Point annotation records
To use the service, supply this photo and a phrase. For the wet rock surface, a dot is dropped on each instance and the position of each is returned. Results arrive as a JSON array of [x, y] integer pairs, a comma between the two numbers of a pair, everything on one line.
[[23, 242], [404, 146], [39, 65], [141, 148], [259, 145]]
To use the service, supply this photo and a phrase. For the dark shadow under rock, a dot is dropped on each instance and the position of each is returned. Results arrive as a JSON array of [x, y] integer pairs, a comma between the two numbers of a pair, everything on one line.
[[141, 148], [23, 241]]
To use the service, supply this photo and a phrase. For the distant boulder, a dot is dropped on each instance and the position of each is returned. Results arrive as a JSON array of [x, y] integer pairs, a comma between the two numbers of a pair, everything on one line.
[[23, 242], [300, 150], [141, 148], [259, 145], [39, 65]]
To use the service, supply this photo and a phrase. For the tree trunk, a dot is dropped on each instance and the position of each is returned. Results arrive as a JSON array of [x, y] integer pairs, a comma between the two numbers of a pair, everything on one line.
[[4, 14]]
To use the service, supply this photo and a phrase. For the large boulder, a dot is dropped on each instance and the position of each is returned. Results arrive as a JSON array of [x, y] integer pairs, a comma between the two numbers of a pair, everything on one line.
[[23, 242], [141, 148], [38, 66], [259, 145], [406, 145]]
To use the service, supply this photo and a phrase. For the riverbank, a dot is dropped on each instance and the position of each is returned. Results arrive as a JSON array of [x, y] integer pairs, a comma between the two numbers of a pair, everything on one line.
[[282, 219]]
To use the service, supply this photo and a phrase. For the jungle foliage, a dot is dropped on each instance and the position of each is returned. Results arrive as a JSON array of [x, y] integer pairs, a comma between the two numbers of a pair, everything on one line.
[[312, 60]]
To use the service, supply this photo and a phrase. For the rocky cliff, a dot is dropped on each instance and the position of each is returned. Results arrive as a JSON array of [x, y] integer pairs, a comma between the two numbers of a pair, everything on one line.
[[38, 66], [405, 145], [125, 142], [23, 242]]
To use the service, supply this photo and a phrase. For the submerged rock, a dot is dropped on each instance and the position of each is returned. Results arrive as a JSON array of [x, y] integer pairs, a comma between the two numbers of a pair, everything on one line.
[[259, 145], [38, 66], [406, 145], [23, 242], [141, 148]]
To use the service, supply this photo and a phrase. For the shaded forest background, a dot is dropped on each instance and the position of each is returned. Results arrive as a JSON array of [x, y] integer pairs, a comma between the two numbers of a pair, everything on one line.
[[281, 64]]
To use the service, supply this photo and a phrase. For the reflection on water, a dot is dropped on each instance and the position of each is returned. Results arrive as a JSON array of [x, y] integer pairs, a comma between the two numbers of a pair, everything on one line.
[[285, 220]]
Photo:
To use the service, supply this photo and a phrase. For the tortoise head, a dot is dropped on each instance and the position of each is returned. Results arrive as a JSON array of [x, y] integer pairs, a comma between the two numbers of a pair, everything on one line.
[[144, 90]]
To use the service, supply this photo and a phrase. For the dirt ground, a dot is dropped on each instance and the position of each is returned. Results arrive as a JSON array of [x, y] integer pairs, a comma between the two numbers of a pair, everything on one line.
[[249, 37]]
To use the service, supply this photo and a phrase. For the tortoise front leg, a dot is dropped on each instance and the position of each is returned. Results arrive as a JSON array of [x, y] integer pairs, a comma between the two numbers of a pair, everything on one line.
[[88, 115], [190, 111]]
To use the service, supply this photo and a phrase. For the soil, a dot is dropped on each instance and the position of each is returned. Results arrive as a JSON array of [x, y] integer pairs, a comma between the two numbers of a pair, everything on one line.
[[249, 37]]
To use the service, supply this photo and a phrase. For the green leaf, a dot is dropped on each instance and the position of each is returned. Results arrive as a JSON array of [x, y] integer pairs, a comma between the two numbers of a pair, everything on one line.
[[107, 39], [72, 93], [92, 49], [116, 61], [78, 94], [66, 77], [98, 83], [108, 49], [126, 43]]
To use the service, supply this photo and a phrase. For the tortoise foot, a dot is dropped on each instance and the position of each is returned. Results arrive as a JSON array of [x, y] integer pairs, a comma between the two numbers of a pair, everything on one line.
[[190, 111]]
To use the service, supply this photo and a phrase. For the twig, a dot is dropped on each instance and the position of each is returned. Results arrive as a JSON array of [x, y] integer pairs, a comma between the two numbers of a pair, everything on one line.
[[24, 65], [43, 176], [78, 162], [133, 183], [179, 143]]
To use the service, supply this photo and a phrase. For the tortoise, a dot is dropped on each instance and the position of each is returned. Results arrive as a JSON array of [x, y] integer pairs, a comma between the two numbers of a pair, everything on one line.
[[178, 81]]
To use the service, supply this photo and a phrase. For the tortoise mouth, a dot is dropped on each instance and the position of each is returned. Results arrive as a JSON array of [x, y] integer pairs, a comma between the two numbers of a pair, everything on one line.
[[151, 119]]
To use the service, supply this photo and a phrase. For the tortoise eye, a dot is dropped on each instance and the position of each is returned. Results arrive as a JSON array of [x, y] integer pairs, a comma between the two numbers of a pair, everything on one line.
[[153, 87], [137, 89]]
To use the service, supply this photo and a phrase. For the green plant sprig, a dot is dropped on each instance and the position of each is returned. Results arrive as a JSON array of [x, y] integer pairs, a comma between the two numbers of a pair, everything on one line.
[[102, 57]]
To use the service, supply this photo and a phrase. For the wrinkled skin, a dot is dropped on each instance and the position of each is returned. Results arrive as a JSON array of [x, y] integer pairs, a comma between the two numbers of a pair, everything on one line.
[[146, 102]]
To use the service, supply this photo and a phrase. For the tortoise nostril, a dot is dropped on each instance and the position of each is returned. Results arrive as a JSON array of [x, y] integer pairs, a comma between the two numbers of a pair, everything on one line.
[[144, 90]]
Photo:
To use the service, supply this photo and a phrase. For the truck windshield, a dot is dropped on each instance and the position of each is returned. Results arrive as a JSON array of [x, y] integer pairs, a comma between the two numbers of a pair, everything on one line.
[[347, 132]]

- **Do this**
Repeat the lines above with every "the service" switched to "the tool", leaving everything else unchanged.

- **Task output**
To use the tool, supply this photo and a phrase. For the wet rock surface, a dot is dropped on each instance and the position of each is returned. Results arrive as a JSON array of [x, y] integer pairs, a comma between the two numbers of a pair, everything on one line.
[[23, 242], [404, 146], [39, 65], [141, 148], [259, 145]]
To use the tool, supply this photo and a phrase. For the dark shadow under rock, a dot is dropped on each instance and the position of each is returned. Results arrive as a JSON array of [x, y] integer pairs, a comma between the two numbers of a pair, everything on one line.
[[141, 148], [23, 241]]
To use the tool, supply this photo and a phrase. For the distant boulder, a dot is dropped on each instance and the position of each is returned. Results arrive as a JSON array of [x, y] integer pairs, a comma between the two numbers of a pair, everything on one line.
[[23, 242], [300, 150], [141, 148], [259, 145], [39, 65]]
To use the tool, supply this photo and a phrase. For the tree trunk, a dot is dropped on each instance and the position of each is returned. Results arrive as a JSON array of [x, y] integer pairs, a comma between the two numbers of a pair, everything on one line.
[[4, 14]]
To use the tool, supply this photo and a phrase. For the large boulder, a dot is dropped on each instance and the position of each is returned. Results arrive as a JSON array of [x, y] integer pairs, a comma between the two numbers of a pair, everything on one line.
[[23, 242], [141, 148], [38, 66], [259, 145], [406, 145]]
To use the tool, supply this photo and a phrase. For the riverbank, a dot is dropped on each instance and the position of each is returned. Results arrive as a JSON array of [x, y] integer pairs, a comma between the two numbers of a pair, everything on one line.
[[282, 219]]
To use the tool, supply this photo and a phrase. For the jungle foliage, a dot is dropped on each instance and the position of each is returned. Results arrive as a JSON array of [x, y] integer pairs, a comma between the two numbers of a pair, everything on one line.
[[312, 60]]
To use the tool, supply this photo and a phrase. For the rocky cliff, a dot is dropped on each instance and the position of each is returned. Results arrive as a JSON array of [x, y] integer pairs, a comma between the two numbers of a pair, everything on one line.
[[38, 66], [405, 145], [125, 142], [23, 242]]
To use the tool, supply this photo and a phrase. For the submerged rock, a dot is dropped on each instance and the position of each is returned. Results arrive as a JSON array of [x, y] integer pairs, a comma between the two numbers of a pair, everything on one line.
[[259, 145], [38, 66], [406, 145], [23, 242], [141, 148]]
To use the tool, supply this photo and a phrase. For the shaded forest background, a dot is dropped on each instance and the position of each is returned. Results arrive as a JSON array of [x, y] integer pairs, a comma between the two numbers of a pair, everything on one line.
[[281, 64]]
To use the tool, supply this photo and a phrase. For the reflection on water, a dot is dropped on each instance and the position of each is returned. Results arrive as a JSON array of [x, y] integer pairs, a comma between the two numbers of a pair, everything on one line.
[[285, 220]]
Photo:
To use the tool, supply this photo and a phrase. For the tortoise head, a dot is dropped on each instance and the position of each is returned. Results arrive as a JSON array of [x, y] integer pairs, a comma between the two numbers of a pair, everything on one line.
[[144, 90]]
To use the tool, supply this photo and a phrase. For the dirt ground, a dot is dropped on each instance and the position of each is returned. Results arrive as a JSON array of [x, y] integer pairs, a comma between the two numbers of a pair, everything on one line.
[[249, 37]]
To use the tool, supply this photo and a phrase. For the tortoise front leg, a dot is dropped on each instance and the position of each is returned. Results arrive as a JSON array of [x, y] integer pairs, a comma between the two numbers of a pair, everything on one line.
[[88, 115], [190, 111]]
To use the tool, supply this photo and a phrase. For the soil, a dot is dropped on each instance and the position of each is returned. Results arrive as a JSON array of [x, y] integer pairs, a comma between the two numbers of a pair, everything on one line.
[[249, 37]]
To use the tool, supply this photo and a phrase. For the green leaf, a dot is dropped on each instance and the position of each is returned. Results arrive as a JSON array of [x, y] integer pairs, a comma between the two numbers of a pair, everything on one line.
[[107, 39], [72, 93], [92, 49], [116, 61], [78, 94], [66, 77], [98, 83], [108, 49], [126, 43]]
To use the tool, supply this photo and a phrase. For the tortoise foot, a dot is dropped on each instance and the position of each is returned. Results arrive as a JSON array of [x, y] integer pairs, a comma between the two numbers of a pair, everything on one line.
[[190, 111]]
To use the tool, supply this photo and a phrase. For the twig, a dot is dropped on each instance and the position of each is returned. Results arrive as a JSON array of [x, y] integer pairs, a comma between the two numbers of a pair, everything on one line.
[[24, 65], [43, 176], [78, 162], [133, 183], [179, 143]]
To use the tool, supply this photo and a phrase. For the tortoise, a dot is dropped on each instance and the position of each is returned. Results arrive as a JSON array of [x, y] integer pairs, a comma between the two numbers of a pair, everything on one line.
[[178, 81]]
To use the tool, supply this photo and a phrase. For the tortoise mouth, a dot is dropped on each instance and the position of each is returned. Results arrive as a JSON array of [x, y] integer pairs, a comma between the two numbers of a pair, everything on one line.
[[151, 119]]
To use the tool, supply this photo and a phrase. For the tortoise eye, a dot is dropped on each instance and the position of each is returned. Results arrive as a JSON array of [x, y] integer pairs, a comma between the two numbers of a pair, everything on one line.
[[153, 87], [137, 89]]
To use the tool, supply this photo and a phrase. For the green plant sprig, a dot is dropped on each instance and the position of each is returned. Results arrive as a JSON array of [x, y] integer pairs, a comma between the two numbers of a pair, everything on one line.
[[102, 57]]
To use the tool, supply this photo and a phrase. For the wrinkled skin, a dot is dropped on each instance and the position of each is returned. Results arrive as a JSON array of [x, y] integer pairs, a comma between the two numbers of a pair, everything on one line.
[[146, 102]]
To use the tool, supply this photo and a phrase. For the tortoise nostril, a dot is dropped on each instance and the position of each is returned. Results arrive as a JSON array of [x, y] integer pairs, a comma between the two numbers of a pair, everything on one line.
[[144, 90]]
Photo:
To use the tool, supply this photo and a phrase. For the truck windshield, a dot is dropped on each instance and the position of each is returned. Results arrive as a JSON array of [x, y] integer pairs, a comma between the two numbers of a pair, everything on one line.
[[347, 132]]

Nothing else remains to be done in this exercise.